======== Supplied material ========

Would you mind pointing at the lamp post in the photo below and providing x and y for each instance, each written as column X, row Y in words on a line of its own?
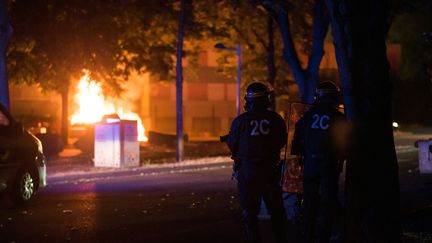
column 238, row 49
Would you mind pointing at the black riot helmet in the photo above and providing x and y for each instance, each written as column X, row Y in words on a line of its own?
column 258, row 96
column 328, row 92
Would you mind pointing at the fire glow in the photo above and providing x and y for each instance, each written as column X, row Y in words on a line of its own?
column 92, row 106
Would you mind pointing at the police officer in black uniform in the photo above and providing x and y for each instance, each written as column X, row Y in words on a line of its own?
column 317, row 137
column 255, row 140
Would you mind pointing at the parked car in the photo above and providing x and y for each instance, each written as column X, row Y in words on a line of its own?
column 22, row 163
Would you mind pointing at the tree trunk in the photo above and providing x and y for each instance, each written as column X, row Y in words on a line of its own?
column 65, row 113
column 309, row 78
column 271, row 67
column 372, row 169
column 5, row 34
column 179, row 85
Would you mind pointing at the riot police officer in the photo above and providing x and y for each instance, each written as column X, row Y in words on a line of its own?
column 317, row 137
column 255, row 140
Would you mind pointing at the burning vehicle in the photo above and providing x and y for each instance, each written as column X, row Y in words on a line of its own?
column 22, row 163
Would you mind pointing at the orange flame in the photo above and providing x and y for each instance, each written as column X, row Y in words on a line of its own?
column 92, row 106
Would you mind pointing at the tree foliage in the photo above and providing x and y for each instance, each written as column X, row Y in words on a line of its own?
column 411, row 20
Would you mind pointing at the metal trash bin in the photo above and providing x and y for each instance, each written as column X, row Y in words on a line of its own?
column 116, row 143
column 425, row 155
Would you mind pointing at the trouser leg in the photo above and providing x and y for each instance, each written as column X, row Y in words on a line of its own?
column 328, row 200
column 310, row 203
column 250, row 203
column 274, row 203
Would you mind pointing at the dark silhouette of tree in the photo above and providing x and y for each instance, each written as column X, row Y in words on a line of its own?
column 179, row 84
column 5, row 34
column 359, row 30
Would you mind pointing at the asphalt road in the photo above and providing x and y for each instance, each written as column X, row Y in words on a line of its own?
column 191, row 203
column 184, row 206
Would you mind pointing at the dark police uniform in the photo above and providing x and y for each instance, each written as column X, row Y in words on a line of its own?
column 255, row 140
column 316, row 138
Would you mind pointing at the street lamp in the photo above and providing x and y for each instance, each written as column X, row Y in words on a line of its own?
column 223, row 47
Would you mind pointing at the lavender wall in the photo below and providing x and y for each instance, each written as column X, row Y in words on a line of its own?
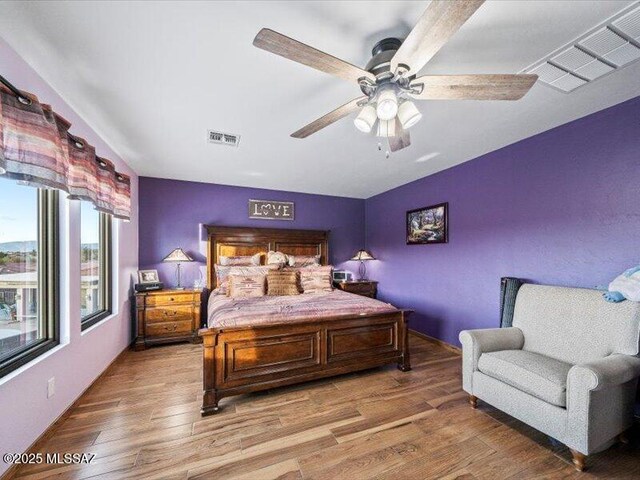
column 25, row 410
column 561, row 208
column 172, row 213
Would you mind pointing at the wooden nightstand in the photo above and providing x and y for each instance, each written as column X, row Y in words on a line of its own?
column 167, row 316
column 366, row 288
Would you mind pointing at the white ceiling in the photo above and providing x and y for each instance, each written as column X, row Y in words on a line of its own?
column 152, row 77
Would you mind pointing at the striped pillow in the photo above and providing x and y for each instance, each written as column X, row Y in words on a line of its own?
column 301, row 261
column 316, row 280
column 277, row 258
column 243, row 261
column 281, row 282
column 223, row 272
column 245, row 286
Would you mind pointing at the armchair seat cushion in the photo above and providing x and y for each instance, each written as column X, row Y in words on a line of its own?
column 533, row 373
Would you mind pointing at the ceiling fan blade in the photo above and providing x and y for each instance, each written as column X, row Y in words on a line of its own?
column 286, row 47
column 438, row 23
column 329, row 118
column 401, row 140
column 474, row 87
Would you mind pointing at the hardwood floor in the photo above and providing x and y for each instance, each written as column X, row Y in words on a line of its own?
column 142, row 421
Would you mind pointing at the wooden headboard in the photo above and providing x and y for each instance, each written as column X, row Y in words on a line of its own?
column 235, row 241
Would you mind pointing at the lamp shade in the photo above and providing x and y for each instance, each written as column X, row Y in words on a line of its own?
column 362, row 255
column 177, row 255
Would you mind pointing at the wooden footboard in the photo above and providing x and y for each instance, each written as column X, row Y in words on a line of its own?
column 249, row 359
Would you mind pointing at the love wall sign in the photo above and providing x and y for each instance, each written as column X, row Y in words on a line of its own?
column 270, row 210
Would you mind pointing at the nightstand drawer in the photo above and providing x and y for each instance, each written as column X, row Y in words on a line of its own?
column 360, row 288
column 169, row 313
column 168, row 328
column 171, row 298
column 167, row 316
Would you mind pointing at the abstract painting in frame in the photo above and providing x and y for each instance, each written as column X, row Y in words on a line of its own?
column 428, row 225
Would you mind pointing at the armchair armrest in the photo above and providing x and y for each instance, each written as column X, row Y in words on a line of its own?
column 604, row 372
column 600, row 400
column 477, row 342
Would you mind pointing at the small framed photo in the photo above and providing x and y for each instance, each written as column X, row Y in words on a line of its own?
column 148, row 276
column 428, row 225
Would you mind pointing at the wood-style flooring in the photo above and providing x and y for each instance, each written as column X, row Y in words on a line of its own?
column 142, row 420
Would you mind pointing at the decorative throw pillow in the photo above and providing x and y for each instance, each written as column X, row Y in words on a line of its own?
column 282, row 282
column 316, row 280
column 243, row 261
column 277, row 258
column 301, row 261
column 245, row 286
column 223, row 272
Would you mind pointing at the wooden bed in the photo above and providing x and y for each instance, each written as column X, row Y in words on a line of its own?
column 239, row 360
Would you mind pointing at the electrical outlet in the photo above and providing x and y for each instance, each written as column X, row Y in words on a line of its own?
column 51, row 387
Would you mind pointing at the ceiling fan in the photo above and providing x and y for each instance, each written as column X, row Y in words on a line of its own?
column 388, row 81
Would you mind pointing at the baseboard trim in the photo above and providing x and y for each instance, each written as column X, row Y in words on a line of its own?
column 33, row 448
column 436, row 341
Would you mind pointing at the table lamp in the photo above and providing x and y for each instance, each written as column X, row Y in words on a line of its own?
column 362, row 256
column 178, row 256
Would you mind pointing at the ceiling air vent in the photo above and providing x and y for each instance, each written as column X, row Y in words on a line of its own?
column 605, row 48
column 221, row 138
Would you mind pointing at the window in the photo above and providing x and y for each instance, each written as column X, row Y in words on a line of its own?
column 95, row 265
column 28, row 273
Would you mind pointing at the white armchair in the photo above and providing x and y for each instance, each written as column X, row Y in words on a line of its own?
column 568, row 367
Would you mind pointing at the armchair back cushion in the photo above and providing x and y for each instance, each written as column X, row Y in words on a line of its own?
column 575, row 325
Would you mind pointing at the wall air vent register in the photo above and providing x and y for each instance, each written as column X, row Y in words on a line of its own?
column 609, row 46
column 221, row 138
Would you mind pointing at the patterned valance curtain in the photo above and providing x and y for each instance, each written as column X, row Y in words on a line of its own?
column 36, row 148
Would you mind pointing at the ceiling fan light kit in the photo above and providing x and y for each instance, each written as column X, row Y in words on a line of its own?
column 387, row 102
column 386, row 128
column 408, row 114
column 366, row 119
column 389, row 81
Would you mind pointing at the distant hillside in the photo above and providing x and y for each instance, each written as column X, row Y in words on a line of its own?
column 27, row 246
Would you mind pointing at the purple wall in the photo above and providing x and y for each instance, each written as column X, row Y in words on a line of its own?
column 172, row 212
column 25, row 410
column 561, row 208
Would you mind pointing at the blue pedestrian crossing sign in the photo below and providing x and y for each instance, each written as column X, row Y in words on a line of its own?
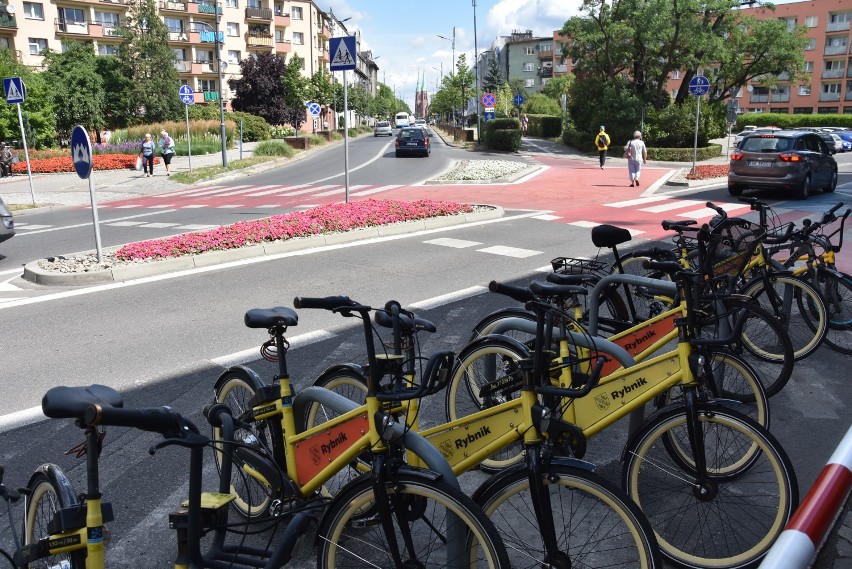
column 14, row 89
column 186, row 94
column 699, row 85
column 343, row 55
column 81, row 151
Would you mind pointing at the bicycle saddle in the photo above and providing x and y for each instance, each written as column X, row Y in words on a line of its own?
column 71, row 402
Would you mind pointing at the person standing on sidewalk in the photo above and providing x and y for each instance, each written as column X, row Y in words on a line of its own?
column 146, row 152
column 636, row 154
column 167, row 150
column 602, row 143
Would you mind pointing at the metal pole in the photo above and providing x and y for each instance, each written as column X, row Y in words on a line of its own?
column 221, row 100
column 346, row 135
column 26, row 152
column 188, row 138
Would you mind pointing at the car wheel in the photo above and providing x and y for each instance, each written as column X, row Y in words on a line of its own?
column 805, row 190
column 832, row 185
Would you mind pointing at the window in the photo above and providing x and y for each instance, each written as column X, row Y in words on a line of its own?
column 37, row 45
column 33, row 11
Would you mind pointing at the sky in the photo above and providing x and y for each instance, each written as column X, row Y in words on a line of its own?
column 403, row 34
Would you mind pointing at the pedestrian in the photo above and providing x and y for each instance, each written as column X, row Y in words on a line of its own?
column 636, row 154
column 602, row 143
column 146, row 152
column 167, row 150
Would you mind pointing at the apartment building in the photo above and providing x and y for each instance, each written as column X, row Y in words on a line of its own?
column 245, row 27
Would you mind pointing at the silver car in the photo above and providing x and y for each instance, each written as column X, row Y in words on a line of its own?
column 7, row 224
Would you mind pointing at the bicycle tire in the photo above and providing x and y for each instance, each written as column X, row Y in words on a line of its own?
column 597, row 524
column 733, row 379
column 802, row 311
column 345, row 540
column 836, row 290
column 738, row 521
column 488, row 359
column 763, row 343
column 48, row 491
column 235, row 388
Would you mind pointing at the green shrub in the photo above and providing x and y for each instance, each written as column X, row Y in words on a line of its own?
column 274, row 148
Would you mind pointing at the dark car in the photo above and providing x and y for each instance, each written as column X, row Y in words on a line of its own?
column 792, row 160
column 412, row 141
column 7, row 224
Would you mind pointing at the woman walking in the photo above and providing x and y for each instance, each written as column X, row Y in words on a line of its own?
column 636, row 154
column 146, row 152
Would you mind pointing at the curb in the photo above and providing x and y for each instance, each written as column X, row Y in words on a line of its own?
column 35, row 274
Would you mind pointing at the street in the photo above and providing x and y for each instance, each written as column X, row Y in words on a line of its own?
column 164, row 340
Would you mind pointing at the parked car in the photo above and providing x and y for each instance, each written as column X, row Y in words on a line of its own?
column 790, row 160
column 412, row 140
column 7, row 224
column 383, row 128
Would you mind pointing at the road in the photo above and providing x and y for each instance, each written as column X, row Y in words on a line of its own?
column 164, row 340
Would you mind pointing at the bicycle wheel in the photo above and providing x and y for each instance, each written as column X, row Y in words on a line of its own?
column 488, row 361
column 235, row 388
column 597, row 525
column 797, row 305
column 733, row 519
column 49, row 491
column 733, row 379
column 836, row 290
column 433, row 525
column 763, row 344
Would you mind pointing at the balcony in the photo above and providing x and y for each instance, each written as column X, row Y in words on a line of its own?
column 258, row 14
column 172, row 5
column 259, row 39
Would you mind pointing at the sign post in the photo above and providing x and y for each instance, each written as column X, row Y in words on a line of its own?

========

* [Task prompt]:
Reproduce word for word the lines of the records above, from the line that contains "Would you mind pointing at the white ceiling" through the line that contains "column 533, row 373", including both of those lines.

* [The answer]:
Would you mind pointing at the white ceiling in the photo above and providing x and y for each instance, each written as column X, row Y in words on a line of its own?
column 152, row 77
Would you mind pointing at the striped pillow in the photo above and providing x and y for each instance, each written as column X, row Y in words on a line of its own?
column 301, row 261
column 316, row 280
column 277, row 258
column 243, row 261
column 281, row 282
column 223, row 272
column 245, row 286
Would you mind pointing at the armchair seat cushion in the photo above and providing x and y for each instance, each written as column X, row Y in words on a line of its own?
column 533, row 373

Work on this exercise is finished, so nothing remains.